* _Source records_
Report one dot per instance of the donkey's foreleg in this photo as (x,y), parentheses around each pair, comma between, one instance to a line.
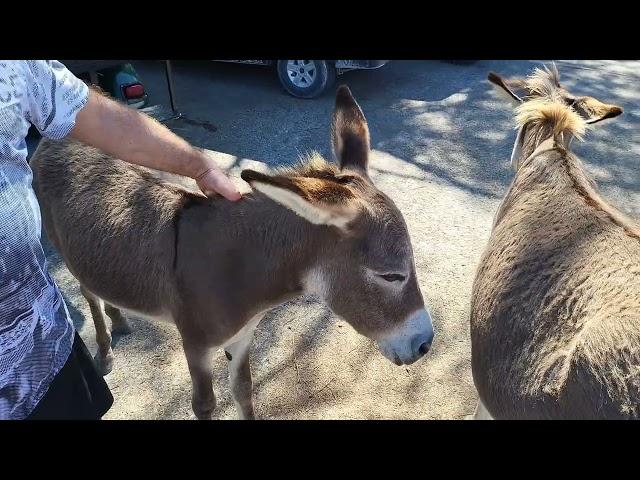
(119,321)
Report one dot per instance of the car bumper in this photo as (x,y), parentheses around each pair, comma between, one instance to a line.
(360,64)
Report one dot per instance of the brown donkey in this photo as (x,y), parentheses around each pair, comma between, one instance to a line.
(555,313)
(141,244)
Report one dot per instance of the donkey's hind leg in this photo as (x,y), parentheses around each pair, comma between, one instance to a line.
(240,376)
(120,324)
(104,356)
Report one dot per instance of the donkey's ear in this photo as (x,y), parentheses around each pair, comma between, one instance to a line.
(350,133)
(594,111)
(317,200)
(506,87)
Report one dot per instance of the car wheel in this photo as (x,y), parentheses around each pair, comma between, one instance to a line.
(306,78)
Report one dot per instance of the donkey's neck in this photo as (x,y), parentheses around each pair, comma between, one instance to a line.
(555,169)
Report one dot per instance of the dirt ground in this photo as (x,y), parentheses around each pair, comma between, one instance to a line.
(441,141)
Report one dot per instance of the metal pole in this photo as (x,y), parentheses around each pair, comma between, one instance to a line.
(169,74)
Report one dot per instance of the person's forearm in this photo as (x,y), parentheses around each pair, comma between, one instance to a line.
(126,134)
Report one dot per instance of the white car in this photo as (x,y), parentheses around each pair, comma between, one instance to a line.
(311,78)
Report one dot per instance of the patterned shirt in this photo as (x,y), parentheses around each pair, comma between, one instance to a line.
(36,332)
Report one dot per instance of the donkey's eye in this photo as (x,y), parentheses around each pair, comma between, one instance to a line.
(392,277)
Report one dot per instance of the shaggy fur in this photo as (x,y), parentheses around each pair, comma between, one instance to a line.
(555,314)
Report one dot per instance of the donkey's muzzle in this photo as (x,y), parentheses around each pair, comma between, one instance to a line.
(410,341)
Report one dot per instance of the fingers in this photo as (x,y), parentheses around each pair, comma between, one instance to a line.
(214,181)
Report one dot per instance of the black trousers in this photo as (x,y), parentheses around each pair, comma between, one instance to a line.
(78,392)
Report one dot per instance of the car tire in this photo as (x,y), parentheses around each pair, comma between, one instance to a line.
(306,78)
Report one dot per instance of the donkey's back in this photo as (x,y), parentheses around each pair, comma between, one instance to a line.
(109,220)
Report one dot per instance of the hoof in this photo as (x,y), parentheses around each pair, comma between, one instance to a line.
(204,411)
(104,364)
(122,328)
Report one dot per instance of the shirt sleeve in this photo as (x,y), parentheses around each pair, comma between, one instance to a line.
(54,97)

* _What is required_
Reproduce every line of the listing above without changes, leaving out the picture.

* _The output_
Report one dot per instance of the donkey's foreleg in this photo as (x,y), parentheses around each pair, comma between, one instance to a line.
(119,321)
Report one dot per instance of the car bumper in this photo as (x,y), parentheses around each pair, comma between, one instance to a line.
(360,64)
Report one dot per instance of the brown donkey in this photo as (x,y), parentheses around each pair, comma between, one instance to a line.
(555,313)
(141,244)
Report one dot per instance of the donkey's hind leg in this photo as (x,y), parentheses around each pair, comma between, one instance to a line.
(240,376)
(120,324)
(104,356)
Report one dot per instance of the donkey's ear in this photo as (x,y), parentheses around each pair, comma between, one instance to a line.
(350,133)
(594,111)
(317,200)
(506,87)
Report one dot per instance of the car wheel in this photo as (x,y), parentheses around each pair, comma between, one instance to a line.
(306,78)
Report one dot per instance of the donkey's neck in this photo as (x,y), parentheses around each pair, comma between, one instance to a line.
(555,169)
Report one dot per instance of the dirt ground in this photo as (x,y), parentheses around each pair, comma between, one instance to a line.
(441,141)
Report one dot per instance of the metal pole in this photo as (x,y), parentheses around each pair, comma between, one instance to a line.
(169,74)
Report one dot per instance of the person's forearm in this photo as (x,y), parentheses around each pair, comma between, one instance to a line.
(126,134)
Report one dot per instance of the white car in this photo as (x,y), parentheses around each pair, comma between, one instance to a line.
(311,78)
Report one dot per instance of the patterned shirt in this photo as (x,y), parentheses around each pair, comma between, one instance to a line.
(36,332)
Report one dot per instance of the donkey's eye in this photo as (x,y), parentheses around each pair, comma between, one instance to a line.
(392,277)
Report one dot per instance of the shaggy fur in this photo as (x,y), parentheses around each pair, comma between, one instance to a line.
(555,314)
Report one dot per instance of the donkey's muzzle in this photo as (x,y), parentheses around each pair, comma between, one instance to a line.
(410,341)
Report one dot per instance of the fingers in this photo as (x,y), parentheses around each pair, comma between, one instance to a line.
(214,181)
Report one dot per instance of the black trousers in this photo as (x,y), parentheses around each pair, comma between, one instance to a line.
(78,392)
Report one dot per instance of the car tire in this photo as (x,y), parentheses around each pair, comma between, one instance to a line.
(306,78)
Report one dot per instance of the donkey's back in this photo as (x,y), parentheses around each pair, comma between, one instance to a line.
(109,220)
Report one dot per instance of the hoof in this photo as (x,y), parentheses around each pair, comma between, one instance to a line.
(204,411)
(104,364)
(122,328)
Report one dot per instance of the shirt sleeve in this photo as (x,y), parentheses around each pair, comma between, one instance to a line.
(54,97)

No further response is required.